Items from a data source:
-------------------------
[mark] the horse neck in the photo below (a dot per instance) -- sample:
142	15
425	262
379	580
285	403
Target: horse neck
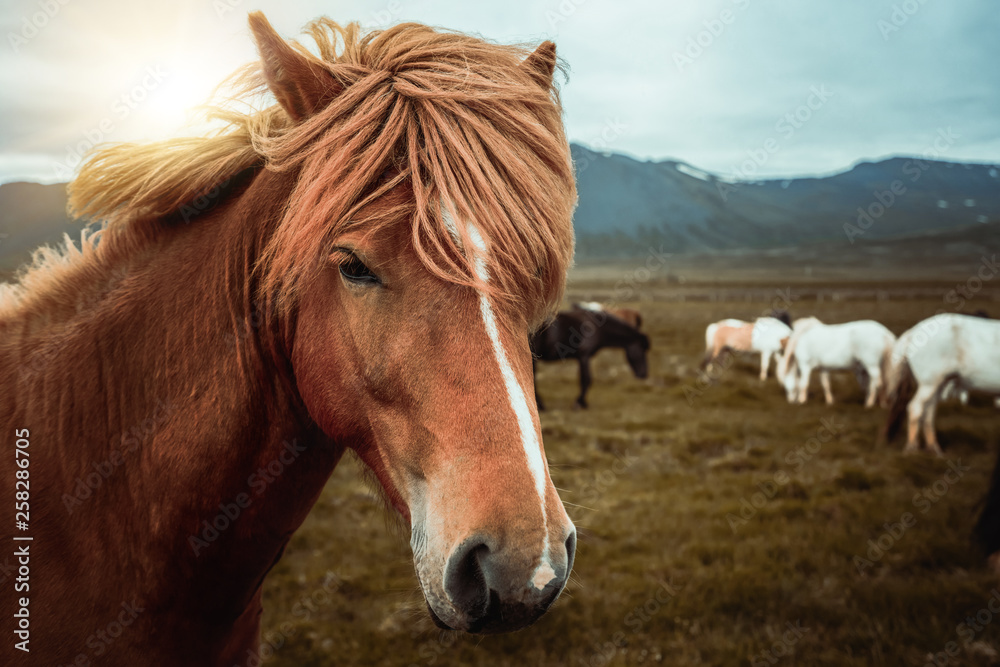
617	333
167	401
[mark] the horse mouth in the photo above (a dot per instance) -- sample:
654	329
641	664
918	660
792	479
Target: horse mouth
501	617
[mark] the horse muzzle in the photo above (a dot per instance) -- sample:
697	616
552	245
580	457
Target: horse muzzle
487	590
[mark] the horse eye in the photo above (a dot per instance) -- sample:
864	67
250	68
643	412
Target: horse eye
355	271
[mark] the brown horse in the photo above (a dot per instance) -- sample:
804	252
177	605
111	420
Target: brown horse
580	334
391	230
630	316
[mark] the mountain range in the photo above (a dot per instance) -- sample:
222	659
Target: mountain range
627	206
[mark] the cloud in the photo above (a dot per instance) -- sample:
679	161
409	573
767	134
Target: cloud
744	65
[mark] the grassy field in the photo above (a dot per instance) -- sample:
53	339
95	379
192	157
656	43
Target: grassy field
717	524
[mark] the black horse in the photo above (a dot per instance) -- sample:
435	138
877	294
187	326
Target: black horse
579	334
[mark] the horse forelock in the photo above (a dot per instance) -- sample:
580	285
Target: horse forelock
457	120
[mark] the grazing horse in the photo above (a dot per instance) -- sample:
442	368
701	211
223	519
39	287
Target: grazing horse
390	229
765	335
833	347
580	334
630	316
946	350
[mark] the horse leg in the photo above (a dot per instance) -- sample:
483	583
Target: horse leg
824	379
874	386
534	384
581	402
915	412
805	373
930	433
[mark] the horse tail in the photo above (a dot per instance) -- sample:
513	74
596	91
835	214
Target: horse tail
987	529
788	358
709	344
885	368
900	385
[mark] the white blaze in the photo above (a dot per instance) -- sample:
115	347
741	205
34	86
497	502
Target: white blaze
518	401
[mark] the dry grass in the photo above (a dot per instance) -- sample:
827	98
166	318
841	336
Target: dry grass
662	576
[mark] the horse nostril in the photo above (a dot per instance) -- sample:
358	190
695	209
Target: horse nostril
465	582
570	553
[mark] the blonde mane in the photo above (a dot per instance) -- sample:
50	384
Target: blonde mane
462	122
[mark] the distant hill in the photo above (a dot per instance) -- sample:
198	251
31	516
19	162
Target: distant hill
627	206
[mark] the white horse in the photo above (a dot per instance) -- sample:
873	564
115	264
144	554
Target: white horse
833	347
947	350
765	335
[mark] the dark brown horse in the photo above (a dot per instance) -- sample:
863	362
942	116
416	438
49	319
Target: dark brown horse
183	389
580	334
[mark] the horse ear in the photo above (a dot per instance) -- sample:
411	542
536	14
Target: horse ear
301	85
541	64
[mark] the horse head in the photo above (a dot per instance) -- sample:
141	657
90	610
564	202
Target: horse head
429	232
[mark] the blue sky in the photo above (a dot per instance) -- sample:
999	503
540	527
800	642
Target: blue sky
744	88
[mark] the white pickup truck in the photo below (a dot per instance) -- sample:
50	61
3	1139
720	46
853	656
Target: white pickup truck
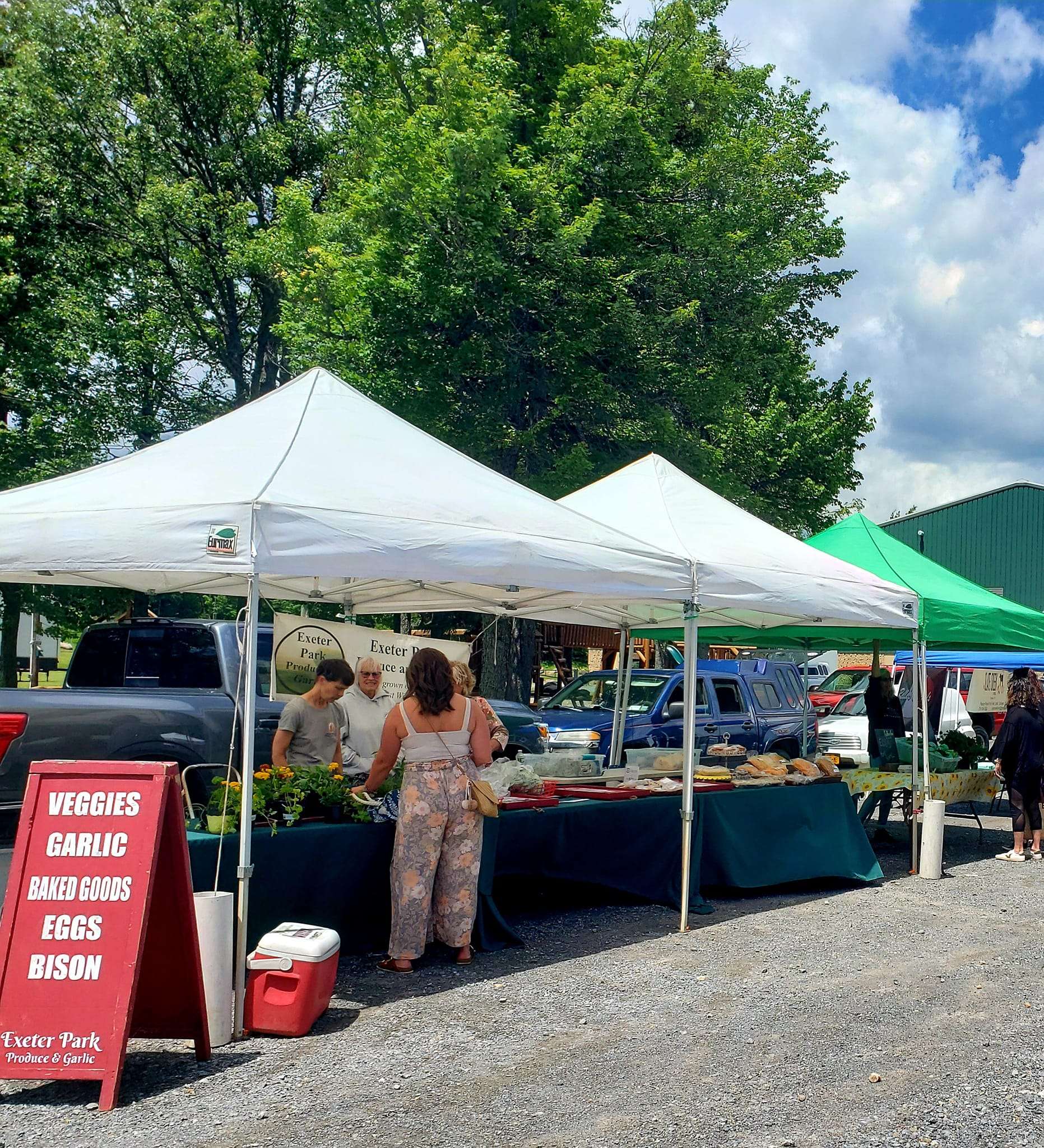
846	730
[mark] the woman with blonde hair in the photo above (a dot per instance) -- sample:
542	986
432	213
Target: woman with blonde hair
464	682
439	836
1019	759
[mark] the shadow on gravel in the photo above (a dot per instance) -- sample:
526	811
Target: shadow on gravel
145	1075
334	1020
-------------------------
#### [WHAT IS EXPECTED]
Rewrite all of the items above, replacing each "a dot per instance" with "one dot for each instance" and leaving everything else the same. Don't include the pictures.

#### [RESULT FOR THIS EXERCISE]
[mark] the horse neck in the photo below (one dot for each instance) -- sample:
142	15
425	262
379	580
285	403
Target: horse neck
617	333
167	401
[mark] the horse mouth in the photo above (one dot for each instance) -- sample:
654	329
641	664
918	660
792	479
Target: horse mouth
501	617
[mark] the horse muzzle in the photo above (one dot for each instance) -- sample:
697	616
552	245
580	457
Target: horse muzzle
487	590
[mark] the horse eye in the photo above (one dot for each instance) -- sample:
864	67
250	68
643	412
Target: horse eye
355	271
[mark] the brown horse in the photo above (one dot for each instance) -- sample:
804	252
177	605
111	420
Target: brown horse
580	334
391	230
630	316
[mark] the mountain range in the photo above (one dot for each instance) -- sample:
222	659
Target: mountain range
627	206
[mark] the cloud in the photo above (one dot for each instance) -- sample:
679	161
409	573
767	134
Target: cloud
744	65
[mark] the grassy field in the photo above (one dot for each instance) -- sample:
53	339
95	379
192	157
656	43
Target: grassy field
717	524
[mark] the black horse in the photo above (one dot for each instance) -- sample:
435	138
877	294
187	326
Target: black horse
579	334
[mark] the horse forelock in the photo above (one dot for each instance) -- sample:
580	285
Target: horse forelock
457	120
[mark] the grazing horse in the photo above (one dot for each instance) -- sample:
442	368
701	211
223	519
39	287
Target: grazing horse
390	229
765	335
833	347
580	334
630	316
946	350
[mark] the horse leg in the photo above (one dot for each instance) -- sample:
483	583
Target: horse leg
824	379
874	386
534	384
581	402
915	412
805	373
930	433
[mark] the horse tail in the photo above (one dot for each instance) -- sample:
513	74
596	91
835	214
Target: horse tail
987	529
788	358
709	344
885	368
900	385
[mark] the white blaze in the photo above (one dot for each instance) -- sample:
115	347
741	205
34	86
497	502
Target: white blaze
518	401
[mark] the dry grass in the photo above (one dot for each instance) -- sample:
827	98
166	318
841	336
Target: dry grass
662	576
[mark] the horse nostril in the photo above (one dot for each instance) -- sample:
358	190
695	209
Target: horse nostril
465	582
570	553
[mark] the blonde mane in the photo above (one dot for each instance) -- sample:
50	384
Target: blonde mane
462	122
[mark] the distant hill in the photo above (one dot for each instance) -- sample:
198	251
31	516
19	162
Target: distant hill
627	206
[mark] the white horse in the photo above (one dot for each instance) -- sample:
873	564
115	264
144	554
Target: white horse
833	347
947	350
765	335
[mark] the dark brown horse in the photo above (one dot for each instance) -- sample:
863	362
942	116
416	438
49	319
Target: dark brown horse
183	389
580	334
[mark] the horse ear in the photo above (one dot for each instance) -- sample:
411	542
536	14
Target: horse ear
301	85
541	64
[mark] the horse head in the photo above (one dot for each instance) -- sample:
141	657
90	610
564	202
Target: horse head
429	232
[mark] the blue sky in the photo above (one dot for each instance) -- sample:
999	503
540	527
800	642
Target: blue sky
744	88
[mark] the white pickup truck in the photo below (one dot for each instance) -- sample:
50	61
3	1139
720	46
853	656
Target: white pickup truck
846	730
[mark] the woman with blonde hair in the photo above (one dot for each instance) -- sample:
542	986
432	213
Target: woman with blonde hair
464	682
439	836
1019	759
[mark] the shadow on gravel in the photo above (one dot for each instance) -- sample:
526	811
Target: shadow on gravel
145	1075
334	1020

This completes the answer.